• _Task to complete_
Would you print all of the entries word for word?

• _Task input_
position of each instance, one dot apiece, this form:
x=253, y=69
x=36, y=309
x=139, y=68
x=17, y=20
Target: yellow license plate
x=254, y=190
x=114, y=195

• _Task solution_
position of each instance, one dot apiece, this form:
x=253, y=69
x=36, y=309
x=139, y=68
x=17, y=20
Target: yellow license plate
x=254, y=190
x=114, y=195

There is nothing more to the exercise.